*INPUT DATA*.
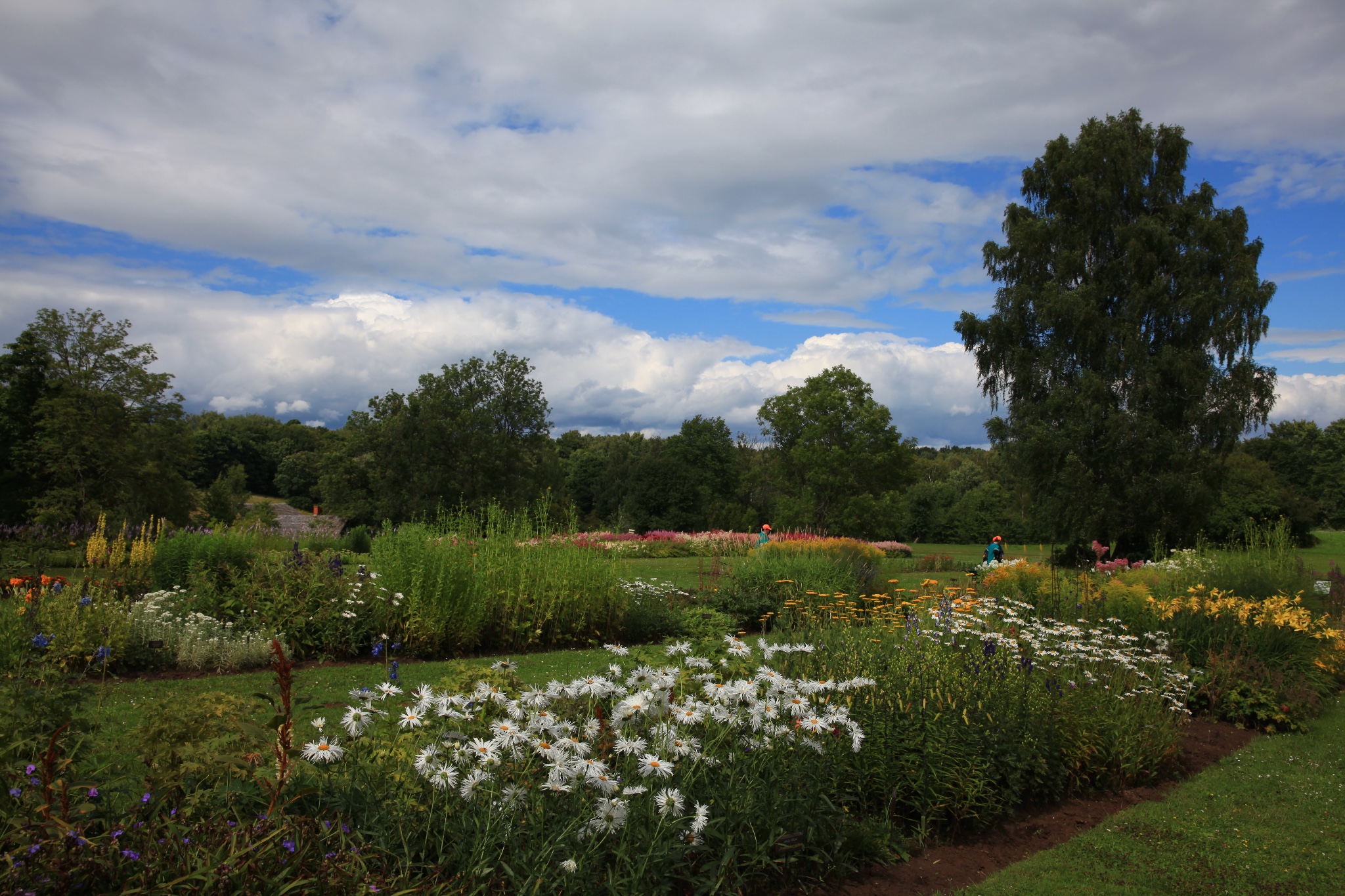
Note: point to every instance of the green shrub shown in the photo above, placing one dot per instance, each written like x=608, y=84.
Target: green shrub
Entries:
x=762, y=584
x=221, y=555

*HOW TO COMPLETE THIS TASK*.
Make an exact copy of the records above, one that has none of the pictures.

*ANSWER BOX*.
Note: point to every instance of the green shrub shown in the photo above, placing one dot per instance, each written like x=608, y=84.
Target: green shrub
Entries:
x=762, y=584
x=221, y=555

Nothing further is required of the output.